The reply is to be the lines from the one with "Outline every instance of the bird beak." through the last line of the records below, each retyped exactly, with pictures left out.

Collected data entries
★ ★ ★ ★ ★ ★ ★

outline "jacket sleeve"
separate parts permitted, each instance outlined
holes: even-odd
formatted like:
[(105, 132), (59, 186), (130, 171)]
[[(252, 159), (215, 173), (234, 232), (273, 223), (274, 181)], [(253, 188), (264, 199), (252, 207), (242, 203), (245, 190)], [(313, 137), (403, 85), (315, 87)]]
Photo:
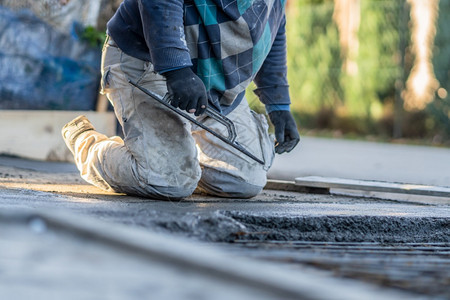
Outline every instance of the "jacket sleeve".
[(184, 34), (183, 0), (138, 0), (143, 35), (155, 71), (192, 66)]
[(287, 81), (286, 17), (283, 17), (275, 41), (254, 82), (255, 94), (266, 105), (288, 106), (289, 85)]

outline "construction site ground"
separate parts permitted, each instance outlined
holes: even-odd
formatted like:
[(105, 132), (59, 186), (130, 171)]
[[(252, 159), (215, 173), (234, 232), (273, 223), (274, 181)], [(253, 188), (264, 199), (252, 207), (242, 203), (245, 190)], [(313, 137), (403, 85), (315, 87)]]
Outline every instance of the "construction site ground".
[(150, 200), (2, 156), (0, 298), (449, 299), (450, 199), (434, 198)]

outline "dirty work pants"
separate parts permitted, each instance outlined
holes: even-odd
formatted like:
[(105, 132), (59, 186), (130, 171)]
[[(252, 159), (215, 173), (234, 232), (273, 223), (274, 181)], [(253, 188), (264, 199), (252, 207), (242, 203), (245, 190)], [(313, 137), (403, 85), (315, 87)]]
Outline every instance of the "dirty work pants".
[[(164, 77), (153, 66), (123, 53), (109, 39), (103, 49), (102, 90), (114, 106), (124, 138), (96, 131), (82, 133), (75, 143), (75, 162), (83, 179), (102, 189), (157, 199), (177, 199), (196, 188), (215, 196), (248, 198), (266, 183), (274, 157), (267, 121), (247, 101), (230, 114), (237, 141), (265, 161), (261, 165), (191, 125), (128, 83), (164, 95)], [(213, 119), (202, 122), (226, 133)]]

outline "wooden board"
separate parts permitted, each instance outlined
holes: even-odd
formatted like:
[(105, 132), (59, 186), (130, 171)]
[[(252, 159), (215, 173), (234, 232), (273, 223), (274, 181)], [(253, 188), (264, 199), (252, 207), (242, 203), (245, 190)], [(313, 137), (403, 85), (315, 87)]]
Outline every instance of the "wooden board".
[(276, 190), (285, 192), (298, 192), (307, 194), (329, 194), (329, 188), (306, 187), (295, 184), (294, 181), (268, 179), (265, 190)]
[(450, 199), (450, 187), (329, 178), (319, 176), (298, 177), (295, 178), (295, 184), (298, 186), (309, 188), (328, 188), (328, 189), (373, 191), (383, 193), (401, 193), (412, 195), (447, 197)]
[(115, 135), (112, 112), (0, 110), (0, 154), (36, 160), (73, 161), (61, 136), (61, 128), (85, 115), (97, 131)]

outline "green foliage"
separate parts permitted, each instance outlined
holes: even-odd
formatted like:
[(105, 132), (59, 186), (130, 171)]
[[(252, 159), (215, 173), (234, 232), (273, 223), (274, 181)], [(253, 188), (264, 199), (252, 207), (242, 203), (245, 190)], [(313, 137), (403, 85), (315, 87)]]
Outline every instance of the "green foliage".
[[(450, 0), (440, 0), (433, 65), (441, 85), (426, 111), (394, 111), (413, 63), (406, 0), (360, 2), (359, 47), (343, 67), (333, 0), (291, 0), (287, 6), (288, 79), (292, 111), (302, 128), (392, 137), (450, 140)], [(254, 87), (251, 87), (254, 88)], [(251, 93), (253, 109), (263, 112)], [(400, 109), (401, 110), (401, 109)], [(438, 138), (439, 139), (439, 138)], [(447, 140), (446, 140), (447, 139)]]
[(292, 1), (287, 11), (288, 78), (294, 110), (339, 106), (341, 59), (333, 1)]
[(400, 78), (399, 18), (402, 1), (362, 1), (358, 32), (356, 75), (341, 79), (350, 115), (373, 121), (381, 117), (382, 103), (395, 98)]
[(81, 39), (89, 43), (92, 47), (100, 47), (106, 39), (106, 33), (98, 31), (92, 26), (87, 26), (81, 34)]

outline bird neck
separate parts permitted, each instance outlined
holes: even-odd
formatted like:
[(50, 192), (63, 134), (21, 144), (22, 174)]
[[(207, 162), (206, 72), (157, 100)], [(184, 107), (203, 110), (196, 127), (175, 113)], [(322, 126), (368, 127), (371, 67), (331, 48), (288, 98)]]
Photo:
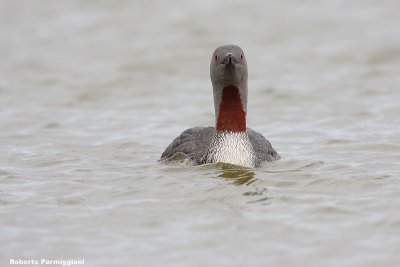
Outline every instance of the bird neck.
[[(229, 132), (246, 131), (246, 96), (240, 94), (241, 90), (233, 85), (223, 87), (216, 109), (216, 130)], [(244, 91), (246, 92), (246, 91)], [(244, 101), (242, 101), (244, 100)]]

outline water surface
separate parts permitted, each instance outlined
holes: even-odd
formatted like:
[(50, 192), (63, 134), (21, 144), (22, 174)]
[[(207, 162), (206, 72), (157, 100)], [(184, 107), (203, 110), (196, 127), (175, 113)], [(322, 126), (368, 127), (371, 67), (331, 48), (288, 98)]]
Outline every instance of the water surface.
[[(85, 266), (399, 266), (397, 1), (1, 1), (0, 252)], [(259, 169), (157, 162), (249, 64)]]

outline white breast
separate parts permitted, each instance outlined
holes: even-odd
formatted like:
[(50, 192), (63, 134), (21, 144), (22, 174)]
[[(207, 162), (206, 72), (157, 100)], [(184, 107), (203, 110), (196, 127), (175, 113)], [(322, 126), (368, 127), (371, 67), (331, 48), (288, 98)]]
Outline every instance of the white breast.
[(256, 158), (246, 132), (216, 132), (203, 161), (255, 167)]

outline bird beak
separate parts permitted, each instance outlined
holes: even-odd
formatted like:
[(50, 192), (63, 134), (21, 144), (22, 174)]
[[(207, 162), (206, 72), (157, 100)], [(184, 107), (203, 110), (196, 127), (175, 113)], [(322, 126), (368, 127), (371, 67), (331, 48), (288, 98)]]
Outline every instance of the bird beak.
[(225, 66), (229, 66), (232, 65), (235, 61), (235, 57), (232, 56), (231, 53), (229, 53), (228, 55), (226, 55), (226, 57), (224, 58), (223, 63), (225, 64)]

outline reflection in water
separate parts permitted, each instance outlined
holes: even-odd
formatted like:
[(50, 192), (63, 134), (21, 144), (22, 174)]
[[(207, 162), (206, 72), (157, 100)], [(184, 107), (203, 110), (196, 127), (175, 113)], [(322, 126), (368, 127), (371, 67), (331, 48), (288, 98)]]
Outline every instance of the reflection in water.
[[(216, 167), (222, 171), (218, 177), (222, 177), (225, 179), (230, 179), (233, 181), (235, 185), (250, 185), (254, 183), (257, 179), (255, 177), (255, 172), (250, 171), (248, 168), (244, 168), (241, 166), (226, 164), (226, 163), (217, 163)], [(247, 203), (256, 203), (256, 202), (265, 202), (269, 200), (269, 197), (265, 197), (264, 193), (267, 191), (267, 188), (254, 188), (255, 191), (249, 191), (243, 193), (244, 196), (248, 196), (251, 198), (256, 198), (254, 200), (248, 201)], [(261, 198), (260, 198), (261, 197)]]
[(159, 162), (164, 162), (167, 164), (172, 164), (172, 165), (180, 165), (180, 166), (192, 166), (194, 165), (194, 162), (185, 154), (182, 152), (176, 152), (172, 157), (167, 158), (165, 160), (158, 160)]
[(247, 168), (226, 163), (217, 163), (216, 166), (222, 171), (218, 177), (232, 179), (235, 185), (249, 185), (256, 181), (255, 173)]

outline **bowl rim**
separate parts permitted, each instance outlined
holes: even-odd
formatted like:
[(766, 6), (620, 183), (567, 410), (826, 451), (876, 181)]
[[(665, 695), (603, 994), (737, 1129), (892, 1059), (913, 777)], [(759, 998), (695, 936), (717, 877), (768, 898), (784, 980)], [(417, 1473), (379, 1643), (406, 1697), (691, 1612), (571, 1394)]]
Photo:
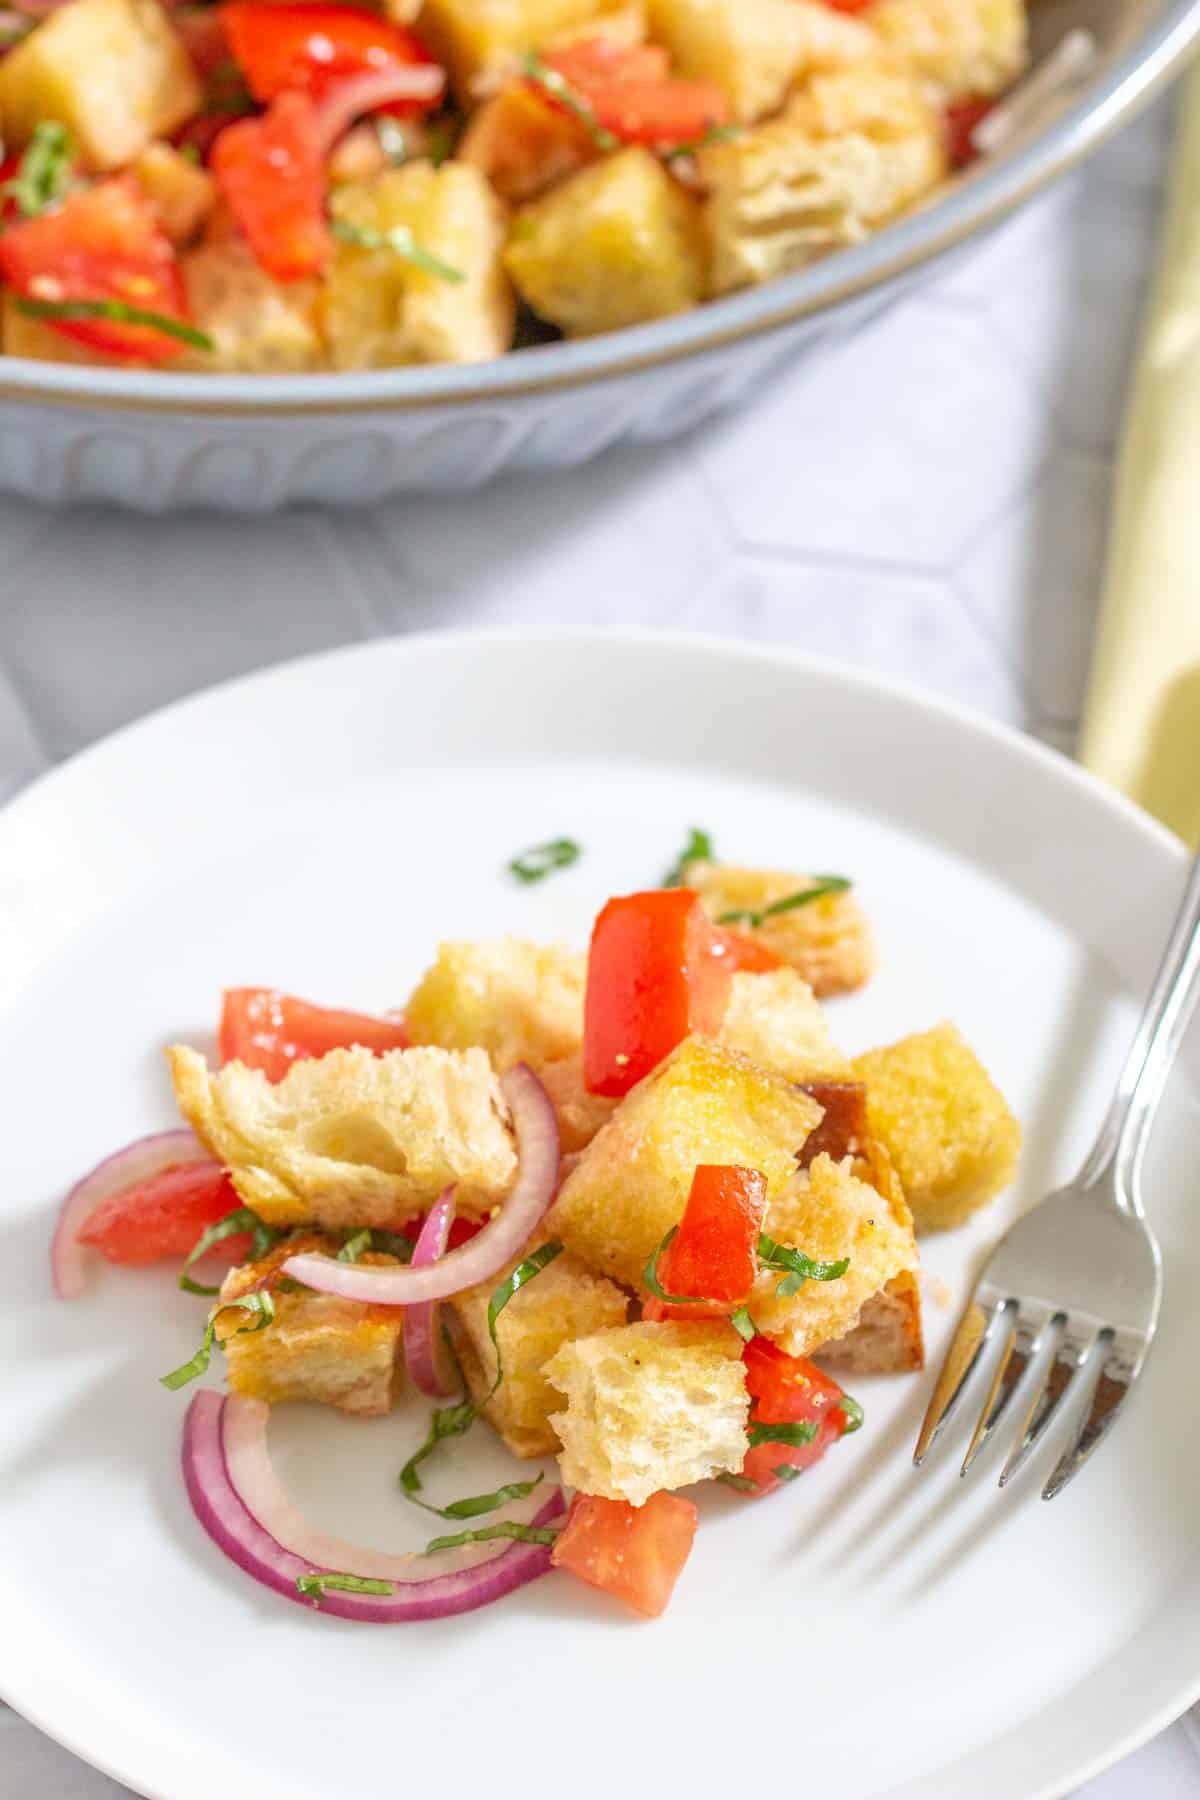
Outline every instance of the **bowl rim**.
[(1127, 123), (1200, 35), (1200, 0), (1170, 0), (1123, 54), (1028, 143), (981, 163), (932, 205), (794, 275), (647, 325), (484, 363), (305, 375), (176, 374), (0, 357), (0, 401), (193, 416), (354, 415), (507, 402), (637, 375), (819, 318), (913, 275), (1000, 223)]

★ ★ ★ ★ ★ ★ ★

• **Expected output**:
Outline every instance of the bird beak.
[(225, 66), (229, 66), (232, 65), (235, 61), (235, 57), (232, 56), (231, 53), (229, 53), (228, 55), (226, 55), (226, 57), (224, 58), (223, 63), (225, 64)]

outline reflection in water
separate parts permitted, each instance outlined
holes: even-odd
formatted like:
[(50, 192), (63, 134), (21, 144), (22, 174)]
[[(207, 162), (206, 72), (157, 100)], [(184, 107), (203, 110), (196, 127), (175, 113)], [(322, 126), (368, 127), (371, 67), (331, 48), (288, 98)]]
Outline every instance of the reflection in water.
[[(216, 167), (222, 171), (218, 177), (222, 177), (225, 179), (230, 179), (233, 181), (235, 185), (250, 185), (254, 183), (257, 179), (255, 177), (255, 172), (250, 171), (248, 168), (244, 168), (241, 166), (226, 164), (226, 163), (217, 163)], [(247, 203), (256, 203), (256, 202), (265, 202), (269, 200), (269, 197), (265, 197), (264, 193), (267, 191), (267, 188), (254, 188), (255, 191), (249, 191), (243, 193), (244, 196), (248, 196), (251, 198), (256, 198), (254, 200), (248, 201)], [(261, 198), (260, 198), (261, 197)]]
[(159, 162), (164, 162), (167, 164), (172, 164), (172, 165), (180, 165), (180, 166), (192, 166), (194, 165), (194, 162), (185, 154), (182, 152), (176, 152), (172, 157), (167, 158), (165, 160), (158, 160)]
[(247, 168), (226, 163), (217, 163), (216, 166), (222, 171), (218, 177), (232, 179), (235, 185), (249, 185), (256, 181), (255, 173)]

outline **bowl rim**
separate parts permitted, each instance outlined
holes: even-odd
formatted like:
[(766, 6), (620, 183), (567, 410), (826, 451), (876, 181)]
[[(665, 695), (603, 994), (737, 1129), (892, 1059), (913, 777)], [(759, 998), (695, 936), (717, 877), (768, 898), (784, 980)], [(417, 1473), (379, 1643), (406, 1697), (691, 1612), (571, 1394)]]
Photo:
Outline every instance of the **bowl rim**.
[(1127, 123), (1200, 35), (1200, 0), (1170, 0), (1123, 54), (1028, 143), (981, 163), (932, 205), (794, 275), (647, 325), (484, 363), (305, 375), (176, 374), (0, 357), (0, 401), (193, 416), (354, 415), (507, 402), (637, 375), (819, 318), (913, 275), (1000, 223)]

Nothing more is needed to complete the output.